**Aufgabenstellung**: Schreiben Sie sämtliche Einträge neu und ersetzen Sie dabei „sample output“ durch „example result“. Der übrige Text bleibt unverändert.

**Verfügbare Einträge**:

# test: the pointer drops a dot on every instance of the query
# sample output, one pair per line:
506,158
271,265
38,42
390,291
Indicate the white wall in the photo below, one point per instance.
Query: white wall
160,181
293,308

**Schriftliche Lösung**:
# test: the pointer drops a dot on every instance of the query
# example result, one pair per line:
506,158
271,265
38,42
390,291
Indicate the white wall in the photo below, one point per instance.
Query: white wall
160,181
293,308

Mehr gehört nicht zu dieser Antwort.